[TASK BRIEF]: Go through the lines below and copy each one that holds the string "pine".

┌──

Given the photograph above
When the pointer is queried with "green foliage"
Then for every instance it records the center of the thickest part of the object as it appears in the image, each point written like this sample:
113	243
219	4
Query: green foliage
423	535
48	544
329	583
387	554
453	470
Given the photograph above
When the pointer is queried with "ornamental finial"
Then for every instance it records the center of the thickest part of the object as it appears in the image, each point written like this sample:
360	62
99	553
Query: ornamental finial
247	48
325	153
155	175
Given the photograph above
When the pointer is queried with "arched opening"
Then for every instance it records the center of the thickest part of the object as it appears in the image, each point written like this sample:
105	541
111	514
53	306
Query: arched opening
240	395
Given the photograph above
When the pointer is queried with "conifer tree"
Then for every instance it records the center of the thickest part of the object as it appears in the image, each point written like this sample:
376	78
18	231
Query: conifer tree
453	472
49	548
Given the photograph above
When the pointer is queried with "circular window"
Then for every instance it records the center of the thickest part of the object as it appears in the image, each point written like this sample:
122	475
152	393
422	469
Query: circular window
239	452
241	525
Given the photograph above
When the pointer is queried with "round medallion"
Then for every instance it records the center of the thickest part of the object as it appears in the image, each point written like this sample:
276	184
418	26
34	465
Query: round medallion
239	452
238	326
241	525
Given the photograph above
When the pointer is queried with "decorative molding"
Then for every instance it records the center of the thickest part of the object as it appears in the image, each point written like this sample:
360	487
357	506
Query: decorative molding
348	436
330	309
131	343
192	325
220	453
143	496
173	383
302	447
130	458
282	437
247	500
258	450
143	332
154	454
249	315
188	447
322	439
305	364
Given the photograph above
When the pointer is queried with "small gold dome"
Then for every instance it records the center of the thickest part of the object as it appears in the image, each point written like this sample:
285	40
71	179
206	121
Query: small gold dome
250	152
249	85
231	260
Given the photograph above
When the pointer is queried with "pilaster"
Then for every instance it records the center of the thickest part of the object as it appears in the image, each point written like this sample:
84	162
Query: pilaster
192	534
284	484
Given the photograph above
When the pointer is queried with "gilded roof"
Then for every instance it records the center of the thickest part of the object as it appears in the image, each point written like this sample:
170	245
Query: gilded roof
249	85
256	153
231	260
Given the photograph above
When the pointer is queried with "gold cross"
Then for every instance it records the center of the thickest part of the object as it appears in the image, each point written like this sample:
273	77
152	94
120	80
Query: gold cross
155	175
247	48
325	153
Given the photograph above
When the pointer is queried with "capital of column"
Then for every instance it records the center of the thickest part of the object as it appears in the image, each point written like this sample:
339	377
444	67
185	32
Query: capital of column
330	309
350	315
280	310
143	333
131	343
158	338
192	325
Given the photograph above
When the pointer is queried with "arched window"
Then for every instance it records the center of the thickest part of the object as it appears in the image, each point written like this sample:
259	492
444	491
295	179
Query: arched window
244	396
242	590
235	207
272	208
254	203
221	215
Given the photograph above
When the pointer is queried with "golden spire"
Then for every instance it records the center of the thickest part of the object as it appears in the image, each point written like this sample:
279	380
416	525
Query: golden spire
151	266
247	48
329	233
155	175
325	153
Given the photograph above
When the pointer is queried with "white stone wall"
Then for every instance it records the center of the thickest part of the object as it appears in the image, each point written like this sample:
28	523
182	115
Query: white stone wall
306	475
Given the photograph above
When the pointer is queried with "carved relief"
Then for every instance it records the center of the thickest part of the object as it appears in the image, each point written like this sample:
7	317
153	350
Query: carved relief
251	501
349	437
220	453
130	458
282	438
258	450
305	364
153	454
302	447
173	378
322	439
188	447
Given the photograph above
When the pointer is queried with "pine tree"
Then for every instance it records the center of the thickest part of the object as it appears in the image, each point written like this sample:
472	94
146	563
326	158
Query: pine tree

└──

[REPLY TO THE TASK]:
When the pointer is queried with "pine tree"
Query: pine tree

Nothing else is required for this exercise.